_Page_.
══════
PAPR interface currently supports two different ways of communicating resource
grouping details to the OS. These are referred to as Form 0 and Form 1
associativity grouping. Form 0 is the older format and is now considered
deprecated. This patch adds another resource grouping named FORM2.

Signed-off-by: Daniel Henrique Barboza <danielhb...@gmail.com>
Signed-off-by: Aneesh Kumar K.V <aneesh.ku...@linux.ibm.com>
---
 Documentation/powerpc/associativity.rst   | 103 +++++++++++++
 arch/powerpc/include/asm/firmware.h       |   3 +-
 arch/powerpc/include/asm/prom.h           |   1 +
 arch/powerpc/kernel/prom_init.c           |   3 +-
 arch/powerpc/mm/numa.c                    | 168 ++++++++++++++++++----
 arch/powerpc/platforms/pseries/firmware.c |   1 +
 6 files changed, 252 insertions(+), 27 deletions(-)
══════
_Written instruction 1_.
Answer these questions using the patch description:
(a) Which associativity grouping format does it call older and deprecated?
(b) What name does the patch give the added resource grouping?
(c) How many files, insertions, and deletions does the summary line report?

[Point-based annotation data]
══════
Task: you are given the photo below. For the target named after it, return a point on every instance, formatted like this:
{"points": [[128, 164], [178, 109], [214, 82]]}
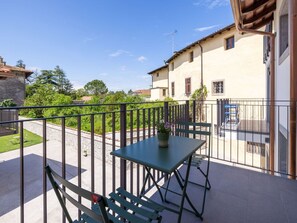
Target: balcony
{"points": [[242, 190]]}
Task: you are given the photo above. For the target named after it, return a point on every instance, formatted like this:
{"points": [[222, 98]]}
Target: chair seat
{"points": [[121, 206], [196, 160]]}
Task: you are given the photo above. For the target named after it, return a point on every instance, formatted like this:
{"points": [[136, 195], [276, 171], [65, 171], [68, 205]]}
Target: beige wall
{"points": [[160, 81], [241, 68]]}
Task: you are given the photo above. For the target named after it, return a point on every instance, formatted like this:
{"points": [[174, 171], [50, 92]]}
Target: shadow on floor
{"points": [[33, 172], [238, 196]]}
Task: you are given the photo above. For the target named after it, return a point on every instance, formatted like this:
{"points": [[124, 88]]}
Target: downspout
{"points": [[293, 87], [236, 4], [201, 66]]}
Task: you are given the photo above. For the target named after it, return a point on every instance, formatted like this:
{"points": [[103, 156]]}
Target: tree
{"points": [[63, 84], [130, 92], [47, 77], [80, 93], [20, 63], [96, 87]]}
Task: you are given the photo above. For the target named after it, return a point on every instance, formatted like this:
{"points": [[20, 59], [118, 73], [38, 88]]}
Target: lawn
{"points": [[12, 142]]}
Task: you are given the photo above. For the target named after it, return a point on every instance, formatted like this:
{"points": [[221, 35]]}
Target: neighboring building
{"points": [[12, 82], [225, 61], [159, 90], [143, 92], [281, 64]]}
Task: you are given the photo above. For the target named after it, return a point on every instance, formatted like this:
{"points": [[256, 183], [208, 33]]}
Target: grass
{"points": [[12, 142]]}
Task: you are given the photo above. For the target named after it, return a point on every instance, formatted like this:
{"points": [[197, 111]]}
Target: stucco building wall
{"points": [[13, 88]]}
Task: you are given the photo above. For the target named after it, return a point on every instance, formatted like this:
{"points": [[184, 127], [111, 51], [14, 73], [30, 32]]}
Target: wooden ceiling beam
{"points": [[260, 15], [260, 24], [254, 6]]}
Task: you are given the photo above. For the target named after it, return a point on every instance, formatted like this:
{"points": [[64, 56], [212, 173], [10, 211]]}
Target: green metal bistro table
{"points": [[167, 160]]}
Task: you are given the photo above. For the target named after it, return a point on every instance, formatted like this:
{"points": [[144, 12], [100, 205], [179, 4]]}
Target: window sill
{"points": [[283, 56]]}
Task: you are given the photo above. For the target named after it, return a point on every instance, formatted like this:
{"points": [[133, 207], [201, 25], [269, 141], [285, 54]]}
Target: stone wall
{"points": [[13, 88]]}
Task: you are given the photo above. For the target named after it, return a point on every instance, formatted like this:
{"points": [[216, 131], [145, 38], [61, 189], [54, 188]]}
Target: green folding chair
{"points": [[122, 206], [198, 131]]}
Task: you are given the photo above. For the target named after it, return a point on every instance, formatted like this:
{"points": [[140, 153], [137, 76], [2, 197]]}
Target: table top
{"points": [[148, 153]]}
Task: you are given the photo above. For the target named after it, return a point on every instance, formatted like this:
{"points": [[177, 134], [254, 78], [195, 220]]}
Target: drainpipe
{"points": [[201, 66], [293, 86], [237, 14]]}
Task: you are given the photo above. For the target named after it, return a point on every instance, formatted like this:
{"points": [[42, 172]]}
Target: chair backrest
{"points": [[59, 182], [198, 130]]}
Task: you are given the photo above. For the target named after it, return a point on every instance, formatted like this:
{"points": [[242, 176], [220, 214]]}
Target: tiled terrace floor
{"points": [[241, 196]]}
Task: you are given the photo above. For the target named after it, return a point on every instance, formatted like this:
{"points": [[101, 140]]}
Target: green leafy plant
{"points": [[7, 103], [163, 127]]}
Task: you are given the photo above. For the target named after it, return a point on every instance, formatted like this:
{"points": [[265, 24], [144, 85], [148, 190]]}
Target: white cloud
{"points": [[103, 74], [212, 3], [202, 29], [34, 68], [119, 53], [145, 77], [141, 59], [89, 39]]}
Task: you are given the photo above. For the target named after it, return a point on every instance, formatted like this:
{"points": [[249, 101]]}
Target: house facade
{"points": [[226, 62], [280, 19], [159, 89], [12, 82]]}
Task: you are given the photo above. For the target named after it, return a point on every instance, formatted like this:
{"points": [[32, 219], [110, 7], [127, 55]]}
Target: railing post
{"points": [[123, 143], [187, 110], [166, 111]]}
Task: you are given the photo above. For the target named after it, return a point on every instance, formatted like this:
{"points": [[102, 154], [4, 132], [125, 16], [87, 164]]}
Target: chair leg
{"points": [[208, 183], [208, 186], [168, 182]]}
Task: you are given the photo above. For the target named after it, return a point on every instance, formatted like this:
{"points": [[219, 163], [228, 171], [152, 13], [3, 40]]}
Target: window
{"points": [[218, 87], [229, 43], [191, 57], [188, 86], [283, 29], [172, 89], [256, 148]]}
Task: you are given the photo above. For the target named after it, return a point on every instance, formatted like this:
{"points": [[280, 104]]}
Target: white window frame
{"points": [[213, 87], [283, 53]]}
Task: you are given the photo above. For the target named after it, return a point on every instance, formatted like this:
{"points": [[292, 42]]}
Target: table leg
{"points": [[184, 192], [152, 177]]}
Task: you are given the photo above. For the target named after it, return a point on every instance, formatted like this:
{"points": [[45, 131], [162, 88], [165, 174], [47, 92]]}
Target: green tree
{"points": [[63, 84], [20, 63], [47, 77], [80, 93], [96, 87]]}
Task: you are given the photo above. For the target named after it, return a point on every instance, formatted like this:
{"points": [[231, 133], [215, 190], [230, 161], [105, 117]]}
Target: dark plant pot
{"points": [[163, 139]]}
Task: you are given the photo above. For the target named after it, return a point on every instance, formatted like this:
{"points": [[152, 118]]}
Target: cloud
{"points": [[89, 39], [141, 59], [145, 77], [212, 3], [34, 68], [103, 74], [202, 29], [119, 53]]}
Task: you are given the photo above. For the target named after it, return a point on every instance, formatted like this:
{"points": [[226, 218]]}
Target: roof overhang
{"points": [[252, 14], [158, 69]]}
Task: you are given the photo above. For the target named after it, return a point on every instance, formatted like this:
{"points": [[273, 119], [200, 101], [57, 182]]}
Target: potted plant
{"points": [[164, 129]]}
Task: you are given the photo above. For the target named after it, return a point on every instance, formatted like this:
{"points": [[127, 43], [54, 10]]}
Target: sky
{"points": [[116, 41]]}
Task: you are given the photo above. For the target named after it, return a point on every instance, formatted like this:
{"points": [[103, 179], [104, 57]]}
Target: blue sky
{"points": [[117, 41]]}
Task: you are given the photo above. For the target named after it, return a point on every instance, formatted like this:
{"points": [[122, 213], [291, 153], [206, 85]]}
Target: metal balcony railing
{"points": [[78, 139]]}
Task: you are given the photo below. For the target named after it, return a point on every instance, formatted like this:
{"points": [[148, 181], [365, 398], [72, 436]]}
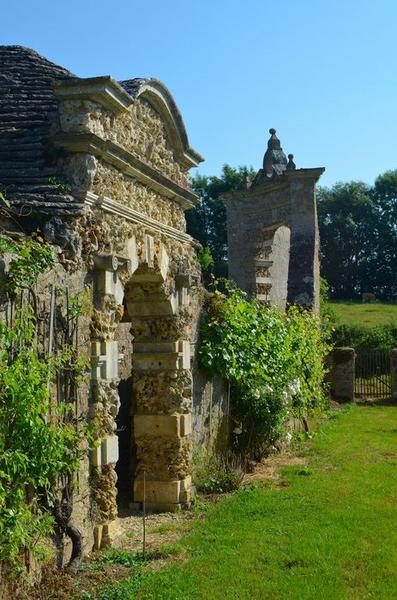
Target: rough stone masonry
{"points": [[100, 168]]}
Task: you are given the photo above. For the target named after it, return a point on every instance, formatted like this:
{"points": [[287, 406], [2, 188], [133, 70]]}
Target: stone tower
{"points": [[273, 232]]}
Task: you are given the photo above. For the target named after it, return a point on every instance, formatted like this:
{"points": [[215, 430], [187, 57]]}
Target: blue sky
{"points": [[322, 72]]}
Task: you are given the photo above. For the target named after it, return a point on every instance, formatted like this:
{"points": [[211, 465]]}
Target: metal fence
{"points": [[373, 374]]}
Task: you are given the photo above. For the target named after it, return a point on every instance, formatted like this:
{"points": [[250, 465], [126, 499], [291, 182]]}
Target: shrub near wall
{"points": [[274, 362]]}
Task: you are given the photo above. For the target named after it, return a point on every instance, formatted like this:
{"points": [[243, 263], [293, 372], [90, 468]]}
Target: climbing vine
{"points": [[40, 439], [273, 360]]}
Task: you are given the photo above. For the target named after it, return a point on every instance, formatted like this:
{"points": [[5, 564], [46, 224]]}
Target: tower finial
{"points": [[274, 161], [291, 166]]}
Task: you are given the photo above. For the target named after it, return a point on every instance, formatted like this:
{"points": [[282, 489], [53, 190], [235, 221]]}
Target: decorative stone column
{"points": [[342, 374], [105, 357], [393, 370], [158, 307]]}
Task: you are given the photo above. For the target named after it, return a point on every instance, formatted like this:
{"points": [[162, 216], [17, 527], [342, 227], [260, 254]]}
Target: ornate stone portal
{"points": [[273, 237], [102, 168]]}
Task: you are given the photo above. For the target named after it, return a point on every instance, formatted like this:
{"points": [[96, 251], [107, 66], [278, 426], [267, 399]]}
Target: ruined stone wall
{"points": [[139, 130], [255, 218]]}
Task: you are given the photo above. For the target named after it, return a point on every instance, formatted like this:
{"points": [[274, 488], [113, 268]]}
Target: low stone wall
{"points": [[211, 414]]}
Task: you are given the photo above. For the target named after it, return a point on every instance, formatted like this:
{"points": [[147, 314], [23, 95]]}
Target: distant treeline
{"points": [[358, 231]]}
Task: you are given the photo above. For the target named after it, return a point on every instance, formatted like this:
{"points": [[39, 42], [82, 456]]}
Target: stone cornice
{"points": [[112, 206], [127, 163], [103, 90], [161, 99]]}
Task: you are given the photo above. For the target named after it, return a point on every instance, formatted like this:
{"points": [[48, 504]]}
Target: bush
{"points": [[274, 361], [217, 473]]}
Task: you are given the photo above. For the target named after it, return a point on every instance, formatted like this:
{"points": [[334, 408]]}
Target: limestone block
{"points": [[164, 262], [155, 347], [97, 537], [104, 359], [110, 450], [393, 369], [158, 308], [108, 283], [132, 254], [184, 353], [108, 534], [162, 492], [96, 457], [185, 424], [156, 361], [159, 425], [149, 250]]}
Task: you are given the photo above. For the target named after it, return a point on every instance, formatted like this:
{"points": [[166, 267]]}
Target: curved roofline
{"points": [[158, 95]]}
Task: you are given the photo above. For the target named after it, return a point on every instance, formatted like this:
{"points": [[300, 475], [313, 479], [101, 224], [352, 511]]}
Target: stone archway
{"points": [[157, 305]]}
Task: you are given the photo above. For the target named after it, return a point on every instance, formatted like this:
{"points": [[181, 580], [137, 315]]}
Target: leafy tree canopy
{"points": [[207, 222]]}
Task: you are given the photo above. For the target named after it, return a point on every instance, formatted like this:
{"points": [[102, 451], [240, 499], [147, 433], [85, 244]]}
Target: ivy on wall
{"points": [[273, 360], [40, 441]]}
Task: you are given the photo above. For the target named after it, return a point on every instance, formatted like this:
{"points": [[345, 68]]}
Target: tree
{"points": [[349, 234], [384, 194], [207, 222]]}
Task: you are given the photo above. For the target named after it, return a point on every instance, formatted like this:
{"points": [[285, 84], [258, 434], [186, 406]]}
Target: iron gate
{"points": [[373, 375]]}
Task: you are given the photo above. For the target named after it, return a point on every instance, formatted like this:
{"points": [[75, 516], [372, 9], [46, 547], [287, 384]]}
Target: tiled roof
{"points": [[28, 111]]}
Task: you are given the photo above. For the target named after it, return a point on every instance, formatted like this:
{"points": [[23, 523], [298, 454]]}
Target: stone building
{"points": [[101, 169], [273, 236]]}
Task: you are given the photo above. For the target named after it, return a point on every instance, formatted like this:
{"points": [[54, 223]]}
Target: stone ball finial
{"points": [[291, 166]]}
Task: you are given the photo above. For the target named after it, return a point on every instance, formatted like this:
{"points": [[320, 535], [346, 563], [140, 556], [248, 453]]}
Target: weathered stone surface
{"points": [[275, 220], [342, 373]]}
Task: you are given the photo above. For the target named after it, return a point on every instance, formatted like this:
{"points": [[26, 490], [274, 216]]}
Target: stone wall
{"points": [[273, 240]]}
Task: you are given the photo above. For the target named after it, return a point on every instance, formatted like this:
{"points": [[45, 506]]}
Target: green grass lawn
{"points": [[356, 313], [329, 533]]}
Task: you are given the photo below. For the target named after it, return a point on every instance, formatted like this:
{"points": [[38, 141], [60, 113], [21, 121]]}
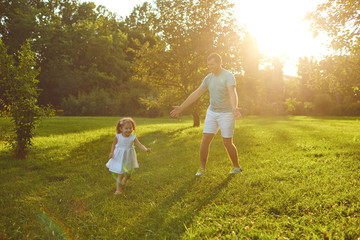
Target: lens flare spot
{"points": [[53, 226]]}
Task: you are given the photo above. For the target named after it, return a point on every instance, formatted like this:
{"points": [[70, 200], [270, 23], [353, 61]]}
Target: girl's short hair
══════
_Written instruction 2_. Filter the records, keeping each line that contains the string "railing". Case counts.

_Exercise result 1_.
(a) Form 0
(b) FORM2
(c) 6 files, 252 insertions, and 27 deletions

_Exercise result 2_.
Target: railing post
Target: metal balcony railing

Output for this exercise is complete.